▶ _Written instruction_: Reproduce the stretch from the start of the records through the line containing "98], [29, 98]]]", swapping "rocky ridge" for "stony ridge" and changing nothing else.

═════ Input rows ═════

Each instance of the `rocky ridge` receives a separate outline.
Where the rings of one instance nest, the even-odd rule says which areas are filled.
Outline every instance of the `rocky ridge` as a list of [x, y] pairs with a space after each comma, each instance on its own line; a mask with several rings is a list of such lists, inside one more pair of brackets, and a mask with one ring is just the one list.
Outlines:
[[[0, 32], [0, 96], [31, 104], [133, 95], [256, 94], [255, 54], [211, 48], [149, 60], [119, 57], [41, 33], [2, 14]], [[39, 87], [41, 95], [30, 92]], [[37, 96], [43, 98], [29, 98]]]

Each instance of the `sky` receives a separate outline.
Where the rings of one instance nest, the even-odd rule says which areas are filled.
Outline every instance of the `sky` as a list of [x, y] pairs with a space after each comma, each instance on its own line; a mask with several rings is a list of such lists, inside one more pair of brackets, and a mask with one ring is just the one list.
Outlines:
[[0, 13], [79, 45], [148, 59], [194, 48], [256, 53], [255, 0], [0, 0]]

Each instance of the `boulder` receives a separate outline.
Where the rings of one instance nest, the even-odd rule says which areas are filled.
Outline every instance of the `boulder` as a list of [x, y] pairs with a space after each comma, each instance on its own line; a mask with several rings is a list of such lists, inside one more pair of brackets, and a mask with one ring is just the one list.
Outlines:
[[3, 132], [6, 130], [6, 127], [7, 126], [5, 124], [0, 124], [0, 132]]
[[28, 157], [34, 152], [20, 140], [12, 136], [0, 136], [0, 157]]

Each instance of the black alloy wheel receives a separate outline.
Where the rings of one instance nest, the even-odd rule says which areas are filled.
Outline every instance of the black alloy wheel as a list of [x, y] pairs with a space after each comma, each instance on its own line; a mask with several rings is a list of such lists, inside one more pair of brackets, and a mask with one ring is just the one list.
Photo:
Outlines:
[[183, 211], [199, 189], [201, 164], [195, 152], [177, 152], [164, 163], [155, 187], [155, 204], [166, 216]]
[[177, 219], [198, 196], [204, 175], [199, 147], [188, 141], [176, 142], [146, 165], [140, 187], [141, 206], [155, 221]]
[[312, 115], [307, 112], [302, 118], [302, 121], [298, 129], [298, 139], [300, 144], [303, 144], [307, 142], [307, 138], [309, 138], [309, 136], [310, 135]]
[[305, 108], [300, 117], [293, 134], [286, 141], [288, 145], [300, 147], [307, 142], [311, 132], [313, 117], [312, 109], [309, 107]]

═════

▶ _Solution to the exercise_:
Each instance of the `stony ridge` receives a separate outline.
Where the rings of one instance nest, the even-odd rule says which areas are filled.
Outline every instance of the `stony ridge` as a list of [x, y] pairs with a space after each comma, each instance on its own line; a mask with several rings is a list of such lists, inside one more pair of brackets, and a mask with one ring is just the one list.
Outlines:
[[[0, 32], [0, 96], [31, 104], [133, 95], [256, 94], [255, 54], [211, 48], [149, 60], [119, 57], [41, 33], [2, 14]], [[39, 87], [41, 95], [30, 92]], [[37, 96], [43, 98], [29, 98]]]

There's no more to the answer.